### ASSIGNMENT
Find every line in the items below that contains the word "clicks", and copy each of those lines in full.

══ DATASET CONTENT

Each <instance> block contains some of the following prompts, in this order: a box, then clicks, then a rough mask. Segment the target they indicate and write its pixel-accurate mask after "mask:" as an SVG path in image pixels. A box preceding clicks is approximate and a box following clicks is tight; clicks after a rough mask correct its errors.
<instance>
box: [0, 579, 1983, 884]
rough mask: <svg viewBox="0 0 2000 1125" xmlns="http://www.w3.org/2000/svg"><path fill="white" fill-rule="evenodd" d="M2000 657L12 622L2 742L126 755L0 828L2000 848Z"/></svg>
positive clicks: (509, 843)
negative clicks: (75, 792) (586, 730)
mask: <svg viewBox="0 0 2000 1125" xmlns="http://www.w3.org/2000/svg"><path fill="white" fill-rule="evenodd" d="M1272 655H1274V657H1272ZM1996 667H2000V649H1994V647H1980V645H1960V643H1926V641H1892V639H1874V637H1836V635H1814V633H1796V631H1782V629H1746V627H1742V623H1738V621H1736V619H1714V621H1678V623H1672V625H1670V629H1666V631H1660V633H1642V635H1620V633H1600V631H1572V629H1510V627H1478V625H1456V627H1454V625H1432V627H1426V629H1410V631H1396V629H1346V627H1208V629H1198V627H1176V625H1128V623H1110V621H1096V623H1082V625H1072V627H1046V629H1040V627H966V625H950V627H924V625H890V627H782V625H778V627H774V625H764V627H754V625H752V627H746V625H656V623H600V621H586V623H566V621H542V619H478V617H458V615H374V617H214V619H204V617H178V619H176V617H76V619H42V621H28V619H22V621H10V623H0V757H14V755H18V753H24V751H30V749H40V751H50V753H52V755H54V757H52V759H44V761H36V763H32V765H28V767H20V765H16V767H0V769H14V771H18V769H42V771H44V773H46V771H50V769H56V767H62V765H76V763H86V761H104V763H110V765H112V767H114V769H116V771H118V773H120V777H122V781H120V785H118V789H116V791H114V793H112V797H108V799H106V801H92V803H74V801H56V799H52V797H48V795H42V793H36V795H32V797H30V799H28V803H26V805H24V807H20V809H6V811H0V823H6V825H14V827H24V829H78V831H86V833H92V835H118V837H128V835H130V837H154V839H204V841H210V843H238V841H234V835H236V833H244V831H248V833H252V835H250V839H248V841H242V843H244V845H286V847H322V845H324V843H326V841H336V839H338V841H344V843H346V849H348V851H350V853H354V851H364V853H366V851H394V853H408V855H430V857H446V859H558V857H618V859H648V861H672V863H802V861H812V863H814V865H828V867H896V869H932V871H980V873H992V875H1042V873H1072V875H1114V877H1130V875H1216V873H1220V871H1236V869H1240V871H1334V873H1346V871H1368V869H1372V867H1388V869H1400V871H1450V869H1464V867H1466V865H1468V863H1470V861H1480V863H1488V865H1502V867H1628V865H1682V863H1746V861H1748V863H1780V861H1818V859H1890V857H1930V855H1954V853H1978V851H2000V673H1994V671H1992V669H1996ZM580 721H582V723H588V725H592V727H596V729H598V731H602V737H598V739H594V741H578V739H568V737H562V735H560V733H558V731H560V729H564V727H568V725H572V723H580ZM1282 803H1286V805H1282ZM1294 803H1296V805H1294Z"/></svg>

════

### ANSWER SECTION
Each <instance> block contains some of the following prompts, in this order: a box, then clicks, then a rough mask. Segment the target they indicate and write its pixel-accurate mask after "mask:" as an SVG path in image pixels. A box preceding clicks is approximate and a box following clicks is tight; clicks after a rough mask correct its errors.
positive clicks: (509, 843)
negative clicks: (75, 792) (586, 730)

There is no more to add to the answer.